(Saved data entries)
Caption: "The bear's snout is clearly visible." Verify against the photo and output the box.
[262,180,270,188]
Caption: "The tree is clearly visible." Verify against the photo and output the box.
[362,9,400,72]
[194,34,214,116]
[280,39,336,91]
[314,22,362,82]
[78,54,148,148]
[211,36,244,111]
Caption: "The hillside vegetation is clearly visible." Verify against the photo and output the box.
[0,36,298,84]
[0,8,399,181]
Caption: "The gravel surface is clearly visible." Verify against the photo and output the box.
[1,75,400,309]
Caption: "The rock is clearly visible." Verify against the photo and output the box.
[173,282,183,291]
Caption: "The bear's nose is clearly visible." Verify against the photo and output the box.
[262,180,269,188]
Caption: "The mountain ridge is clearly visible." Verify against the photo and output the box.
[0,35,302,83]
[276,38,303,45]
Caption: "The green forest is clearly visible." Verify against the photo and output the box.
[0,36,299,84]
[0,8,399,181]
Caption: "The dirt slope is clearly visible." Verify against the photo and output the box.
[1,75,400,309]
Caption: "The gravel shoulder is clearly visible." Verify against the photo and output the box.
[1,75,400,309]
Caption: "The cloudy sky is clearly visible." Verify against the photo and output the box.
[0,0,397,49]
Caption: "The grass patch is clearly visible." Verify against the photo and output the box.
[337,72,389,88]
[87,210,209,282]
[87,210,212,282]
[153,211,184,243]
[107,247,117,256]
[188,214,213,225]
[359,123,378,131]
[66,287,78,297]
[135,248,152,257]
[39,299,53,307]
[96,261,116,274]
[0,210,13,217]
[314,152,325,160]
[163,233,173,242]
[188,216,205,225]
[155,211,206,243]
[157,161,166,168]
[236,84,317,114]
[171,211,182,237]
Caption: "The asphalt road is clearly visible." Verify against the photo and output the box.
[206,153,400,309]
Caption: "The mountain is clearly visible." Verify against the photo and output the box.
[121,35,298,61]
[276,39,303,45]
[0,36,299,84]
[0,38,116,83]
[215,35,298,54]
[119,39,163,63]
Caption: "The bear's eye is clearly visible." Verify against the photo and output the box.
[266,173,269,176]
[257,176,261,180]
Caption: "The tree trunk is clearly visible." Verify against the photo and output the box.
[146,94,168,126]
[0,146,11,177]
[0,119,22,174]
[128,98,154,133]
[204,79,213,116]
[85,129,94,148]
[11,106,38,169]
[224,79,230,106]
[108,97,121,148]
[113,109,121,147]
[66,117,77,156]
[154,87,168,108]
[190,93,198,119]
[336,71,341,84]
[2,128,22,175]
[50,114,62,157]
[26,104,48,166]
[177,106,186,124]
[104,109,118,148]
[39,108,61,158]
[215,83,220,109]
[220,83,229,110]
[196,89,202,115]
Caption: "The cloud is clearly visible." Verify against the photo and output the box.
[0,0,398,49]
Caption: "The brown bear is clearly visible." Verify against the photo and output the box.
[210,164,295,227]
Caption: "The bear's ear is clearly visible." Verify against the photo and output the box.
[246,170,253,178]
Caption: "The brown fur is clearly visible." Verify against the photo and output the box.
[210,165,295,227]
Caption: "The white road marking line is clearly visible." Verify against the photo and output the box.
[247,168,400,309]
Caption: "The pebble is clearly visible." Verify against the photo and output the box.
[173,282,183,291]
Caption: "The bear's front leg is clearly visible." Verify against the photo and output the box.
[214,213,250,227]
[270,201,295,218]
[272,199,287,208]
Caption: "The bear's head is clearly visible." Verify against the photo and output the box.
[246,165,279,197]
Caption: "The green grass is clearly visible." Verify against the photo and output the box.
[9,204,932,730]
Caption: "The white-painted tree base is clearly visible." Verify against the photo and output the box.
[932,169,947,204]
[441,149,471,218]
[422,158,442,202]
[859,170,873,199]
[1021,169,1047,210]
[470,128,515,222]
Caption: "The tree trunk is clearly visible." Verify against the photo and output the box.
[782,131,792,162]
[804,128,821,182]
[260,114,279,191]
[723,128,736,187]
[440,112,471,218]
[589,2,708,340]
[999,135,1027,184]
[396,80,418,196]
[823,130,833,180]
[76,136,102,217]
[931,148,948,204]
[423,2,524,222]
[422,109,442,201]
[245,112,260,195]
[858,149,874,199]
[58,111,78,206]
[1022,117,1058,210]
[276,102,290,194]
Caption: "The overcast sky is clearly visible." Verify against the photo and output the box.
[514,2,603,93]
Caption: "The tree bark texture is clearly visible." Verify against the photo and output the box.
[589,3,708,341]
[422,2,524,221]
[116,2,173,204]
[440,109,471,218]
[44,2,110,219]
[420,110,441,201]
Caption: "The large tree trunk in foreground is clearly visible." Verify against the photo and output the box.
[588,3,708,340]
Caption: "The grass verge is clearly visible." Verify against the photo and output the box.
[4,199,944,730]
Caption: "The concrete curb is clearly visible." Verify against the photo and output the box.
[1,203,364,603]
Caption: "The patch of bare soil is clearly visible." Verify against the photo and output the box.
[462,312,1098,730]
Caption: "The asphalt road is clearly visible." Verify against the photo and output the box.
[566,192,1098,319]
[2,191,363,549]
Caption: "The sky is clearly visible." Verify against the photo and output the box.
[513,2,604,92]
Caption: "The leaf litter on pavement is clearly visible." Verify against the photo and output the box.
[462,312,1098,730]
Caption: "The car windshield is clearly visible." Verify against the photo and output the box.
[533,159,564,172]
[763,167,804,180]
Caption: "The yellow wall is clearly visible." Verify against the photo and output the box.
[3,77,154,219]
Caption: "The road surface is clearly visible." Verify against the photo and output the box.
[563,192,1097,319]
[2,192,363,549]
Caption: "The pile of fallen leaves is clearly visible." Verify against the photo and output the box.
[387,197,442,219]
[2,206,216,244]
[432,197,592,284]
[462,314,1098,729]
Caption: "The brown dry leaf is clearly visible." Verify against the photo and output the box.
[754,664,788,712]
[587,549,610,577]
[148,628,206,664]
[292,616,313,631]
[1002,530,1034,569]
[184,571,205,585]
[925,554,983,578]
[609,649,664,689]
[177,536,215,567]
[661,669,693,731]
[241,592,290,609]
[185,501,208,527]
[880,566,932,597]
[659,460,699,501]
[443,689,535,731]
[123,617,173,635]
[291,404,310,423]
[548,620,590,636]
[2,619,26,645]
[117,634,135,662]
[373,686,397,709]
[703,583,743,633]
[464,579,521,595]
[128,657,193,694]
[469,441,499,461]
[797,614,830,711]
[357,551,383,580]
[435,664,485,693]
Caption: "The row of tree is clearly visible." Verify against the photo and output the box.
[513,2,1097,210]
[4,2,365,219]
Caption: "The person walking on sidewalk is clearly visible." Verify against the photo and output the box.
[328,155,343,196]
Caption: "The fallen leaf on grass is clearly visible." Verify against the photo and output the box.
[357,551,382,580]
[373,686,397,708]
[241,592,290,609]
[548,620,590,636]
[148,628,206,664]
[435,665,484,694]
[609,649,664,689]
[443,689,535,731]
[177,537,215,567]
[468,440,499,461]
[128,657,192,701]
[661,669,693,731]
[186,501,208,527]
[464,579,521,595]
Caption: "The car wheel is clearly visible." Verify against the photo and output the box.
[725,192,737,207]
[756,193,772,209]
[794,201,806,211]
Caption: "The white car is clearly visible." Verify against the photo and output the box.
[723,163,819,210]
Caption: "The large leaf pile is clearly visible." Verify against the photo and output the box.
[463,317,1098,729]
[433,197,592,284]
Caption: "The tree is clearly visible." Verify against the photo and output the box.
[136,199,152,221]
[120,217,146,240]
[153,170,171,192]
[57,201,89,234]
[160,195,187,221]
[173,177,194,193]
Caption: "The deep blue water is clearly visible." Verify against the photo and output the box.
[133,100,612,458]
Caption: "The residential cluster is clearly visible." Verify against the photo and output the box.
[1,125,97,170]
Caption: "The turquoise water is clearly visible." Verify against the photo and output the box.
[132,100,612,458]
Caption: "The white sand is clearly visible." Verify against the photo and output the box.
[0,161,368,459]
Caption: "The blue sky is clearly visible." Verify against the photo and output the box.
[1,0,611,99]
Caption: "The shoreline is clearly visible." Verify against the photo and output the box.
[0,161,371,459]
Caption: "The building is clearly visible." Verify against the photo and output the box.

== PROBLEM STATEMENT ==
The answer should consist only of the lines from the one containing "white sand is" through the last line of the data, given again exactly.

== FINISHED EXERCISE ==
Caption: "The white sand is clearly visible." Verify against the photo and output the box.
[0,161,368,459]
Caption: "The blue sky is clearly visible." Verify against the photo and output the box.
[1,0,611,99]
Caption: "The shoreline is clearly visible." Verify against the photo and output the box.
[0,161,371,459]
Caption: "The building is clearly visible." Verify against the photo and output the box.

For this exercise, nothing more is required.